▸ **TEXT EXTRACT**:
— start —
As reported in an earlier press release, along with other manufacturers, we received a request for information from a Senate Subcommittee and we responded to it fully and on time.  We offered to cooperate fully with the Subcommittee but to date have received no further inquiries.  


Coachmen has never added raw formaldehyde in its manufacturing process; however, as with virtually every product that is manufactured with wood and adhesives, formaldehyde is certainly present in RVs just as it is in new automobiles, homes, much of our clothing and most other products we use on a daily basis.  The media frenzy surrounding the Katrina units has sparked significant investigation and study into this issue---all of which Coachmen welcomes.  While a zero formaldehyde standard makes no sense given the presence of formaldehyde in ambient air from natural sources, there has never been a government recognized standard for formaldehyde levels in RVs.  However, the U.S. Department of Housing and Urban Development did publish the most applicable standard some time ago for manufactured homes.  Recently, the CDC issued its preliminary findings that revealed the average level of formaldehyde in the temporary Katrina housing units to be about 5 times better than this level established by the U.S. government for manufactured homes.  


Coachmen is committed to providing high quality products to all of our customers and believe we have been successful in that area.


Returning to the RV Group’s actual performance, in the last conference calls, we have communicated that you could expect the following:

1.
— end —
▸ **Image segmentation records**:
— start —
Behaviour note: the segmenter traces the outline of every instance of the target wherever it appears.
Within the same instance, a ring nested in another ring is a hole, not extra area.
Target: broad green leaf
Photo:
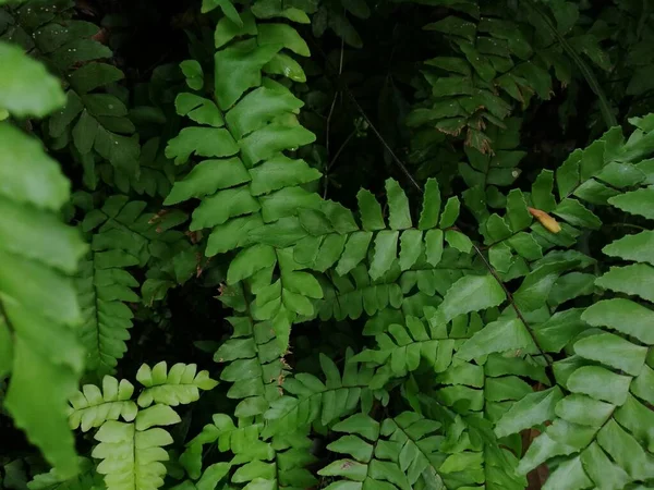
[[[582,320],[593,327],[608,327],[641,342],[654,344],[654,311],[630,299],[603,299],[589,306]]]
[[[295,112],[304,103],[286,88],[258,87],[228,113],[227,123],[237,138],[259,130],[276,117]]]
[[[645,264],[611,267],[595,284],[618,293],[634,294],[654,302],[654,268]]]
[[[123,72],[116,66],[94,61],[71,73],[70,82],[77,93],[87,94],[96,88],[119,82],[123,78]]]
[[[549,212],[556,207],[556,200],[552,194],[553,186],[554,172],[543,170],[532,185],[531,198],[536,209]]]
[[[0,42],[0,107],[19,118],[43,118],[65,105],[61,83],[20,47]]]
[[[216,53],[215,90],[220,109],[228,110],[249,88],[262,84],[262,68],[279,49],[279,45],[257,46],[250,39]]]
[[[486,324],[461,345],[457,357],[471,360],[494,352],[507,351],[535,352],[534,341],[526,331],[526,327],[517,318]]]
[[[444,248],[444,236],[443,230],[428,230],[425,233],[425,253],[427,262],[436,267],[443,258]]]
[[[275,249],[268,245],[254,245],[241,250],[229,265],[227,282],[234,284],[277,262]]]
[[[631,378],[600,366],[582,366],[568,378],[572,393],[583,393],[595,400],[622,405],[629,393]]]
[[[597,442],[633,479],[645,480],[654,474],[652,456],[614,419],[600,430]]]
[[[346,243],[346,249],[338,261],[336,272],[344,275],[354,269],[366,257],[372,240],[373,233],[371,232],[352,233]]]
[[[216,25],[216,32],[214,34],[214,44],[216,49],[222,48],[229,41],[237,36],[251,35],[256,36],[257,28],[254,22],[254,16],[249,10],[244,11],[240,15],[243,25],[238,22],[230,21],[229,17],[225,16],[218,21]]]
[[[581,453],[581,463],[596,486],[619,490],[626,488],[631,481],[627,471],[610,461],[596,442]]]
[[[315,139],[316,136],[301,125],[289,126],[274,122],[239,140],[239,146],[243,162],[247,168],[252,168],[280,151],[308,145]]]
[[[222,127],[225,120],[216,105],[194,94],[182,93],[174,99],[177,113],[187,115],[198,124],[207,124],[214,127]]]
[[[522,284],[513,294],[520,309],[534,311],[541,308],[547,301],[549,292],[560,273],[576,265],[577,262],[572,260],[559,260],[536,267],[524,278]]]
[[[600,218],[577,199],[564,199],[552,212],[574,226],[597,230],[602,225]]]
[[[654,231],[627,235],[602,248],[606,255],[654,266]]]
[[[292,160],[281,155],[250,169],[250,189],[254,196],[313,182],[322,176],[320,172],[308,167],[304,160]]]
[[[447,323],[459,315],[498,306],[505,299],[504,289],[493,275],[465,275],[448,290],[433,320]]]
[[[308,46],[294,27],[288,24],[259,24],[257,42],[259,46],[276,45],[293,51],[301,57],[311,54]]]
[[[246,185],[228,188],[203,199],[193,211],[193,219],[189,228],[191,231],[196,231],[216,226],[230,218],[256,212],[259,209],[258,200],[252,197]]]
[[[425,195],[423,198],[423,208],[420,213],[417,228],[420,230],[429,230],[438,224],[440,216],[440,188],[436,179],[427,179],[425,184]]]
[[[166,147],[166,157],[174,159],[178,166],[186,163],[193,154],[198,157],[231,157],[238,152],[239,146],[231,134],[214,127],[184,127]]]
[[[218,189],[249,181],[250,174],[239,158],[205,160],[195,166],[183,180],[174,183],[164,205],[172,206],[192,197],[202,198]]]
[[[611,206],[631,215],[654,219],[654,188],[639,188],[608,199]]]
[[[507,196],[507,218],[513,232],[524,230],[532,222],[532,216],[520,189],[511,189]]]
[[[556,415],[572,424],[602,427],[613,415],[614,409],[615,405],[610,403],[572,393],[556,405],[555,412]]]
[[[472,250],[471,240],[459,231],[446,230],[445,241],[450,247],[453,247],[463,254],[470,254],[470,250]]]
[[[204,86],[204,72],[197,60],[185,60],[180,63],[180,69],[186,77],[186,85],[194,90]]]
[[[371,262],[370,274],[373,279],[379,279],[390,269],[398,257],[398,231],[383,230],[375,237],[375,252]]]
[[[615,369],[637,376],[640,373],[647,348],[613,333],[584,336],[574,343],[574,352],[591,360],[596,360]]]
[[[423,252],[423,233],[404,230],[400,236],[400,269],[410,269]]]
[[[302,70],[300,63],[283,52],[275,54],[272,59],[264,65],[263,71],[269,75],[286,76],[287,78],[301,84],[306,82],[306,74],[304,73],[304,70]]]
[[[445,204],[445,208],[443,209],[443,215],[440,215],[440,222],[438,223],[438,228],[450,228],[455,225],[455,222],[459,218],[459,209],[461,207],[461,203],[457,196],[450,197]]]
[[[547,321],[532,326],[538,345],[545,352],[560,352],[589,326],[582,320],[583,309],[570,308],[555,313]]]
[[[1,196],[50,210],[68,201],[70,183],[37,139],[0,122],[0,148]]]
[[[549,475],[543,490],[558,490],[561,488],[582,490],[593,486],[593,482],[583,470],[579,456],[568,460]]]
[[[388,179],[386,181],[386,195],[388,198],[388,223],[392,230],[405,230],[411,228],[411,211],[409,199],[398,184],[398,181]]]
[[[495,434],[504,438],[554,418],[554,407],[564,394],[558,387],[528,394],[504,413],[495,422]]]
[[[202,13],[210,12],[211,10],[220,8],[227,19],[233,22],[238,26],[243,25],[243,21],[239,16],[239,12],[232,4],[231,0],[203,0]]]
— end —
▸ **EXERCISES**:
**a.** Repeat the portion of the Coachmen statement that begins with the words "As reported in" and ends with "no further inquiries.".
**b.** Summarize the Coachmen statement in two sentences.
Answer using only the Coachmen statement, not the lines.

▸ **CORRECT ANSWERS**:
**a.**
As reported in an earlier press release, along with other manufacturers, we received a request for information from a Senate Subcommittee and we responded to it fully and on time.  We offered to cooperate fully with the Subcommittee but to date have received no further inquiries.

**b.** Coachmen says it fully and promptly answered a Senate Subcommittee's request for information and offered to cooperate, but has received no further inquiries. It states that it has never added raw formaldehyde in manufacturing, though formaldehyde is present in RVs as in most products made with wood and adhesives, and that preliminary CDC findings put the average level in temporary Katrina housing units about 5 times better than the standard the U.S. government set for manufactured homes.